Yes, short answer: don't know, don't care, it's your problem. That's like
going to the supermarket but forgetting your wallet at home, in that, your
inability to pay for your groceries was in no way caused by any inherent
flaw in our currency! Bottom line, if you want to pay or get paid - your
digital wallet must be powered-up, online and ready for transactions!
There's nothing any of us can do to keep your kid away from the machine -
your problem. I'd prefer the hosted leather solution you carry in your back
pocket, kinda like a, oh yeah, wallet.

>I think ipv6 subnet pools are being issued to existing ipv4 subnet owners.
 I queried Vint Cerf about using ipv6 addresses in a similar way, his exact
words were "IPv6 is a topological identifier and should NOT be used as a
logical one."...  (And I was really thankful for his response...)

So wherever you see an IPv4 node today, someday in the future that same
location will have <some_giant_number> - minus one, of unique endpoints now
available.

>I'll follow-up more tomorrow, but continue to encourage you to get
involved, and influence how these standards work in the >interests of the
people.

I will mostly just watch and learn but I'll speak up if I do see anything
you guys have missed.

>The suggestion that fqdn's should be owned by all email address holders -
or as similarly described - I think, has great purpose >and is well-worth
pushing forward. Not in scope for webpayments specific however....

No, that seems like it would be entirely at the discretion of the guy who
paid for that server! :)
__________
== Set problem A ==
In the records, edit the lines from the line with "of the curly-haired" to the line with "[(280, 219)]" by replacing "curly-haired man" with "bearded man", and change nothing else.

== Information provided ==
__________
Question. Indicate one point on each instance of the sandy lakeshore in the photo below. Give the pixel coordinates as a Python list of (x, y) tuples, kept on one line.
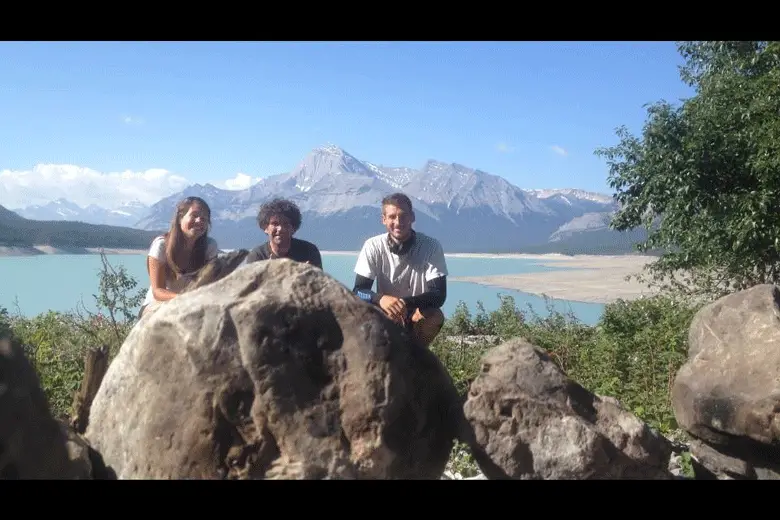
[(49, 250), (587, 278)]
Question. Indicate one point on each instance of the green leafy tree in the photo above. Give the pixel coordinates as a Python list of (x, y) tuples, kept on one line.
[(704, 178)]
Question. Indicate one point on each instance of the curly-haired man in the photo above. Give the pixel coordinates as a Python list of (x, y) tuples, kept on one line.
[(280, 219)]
__________
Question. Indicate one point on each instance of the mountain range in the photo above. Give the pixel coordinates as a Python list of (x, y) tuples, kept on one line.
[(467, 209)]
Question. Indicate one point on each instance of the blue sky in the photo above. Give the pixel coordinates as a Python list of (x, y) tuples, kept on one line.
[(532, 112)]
__________
== Set problem B ==
According to the mailing-list reply, what must a digital wallet be if you want to pay or get paid? List every condition it gives.

== Complete output A ==
Question. Indicate one point on each instance of the bearded man in the photo above. Give the pixel coordinates as a Python list of (x, y) tuples, kept on one line.
[(280, 219)]

== Complete output B ==
- powered-up
- online
- ready for transactions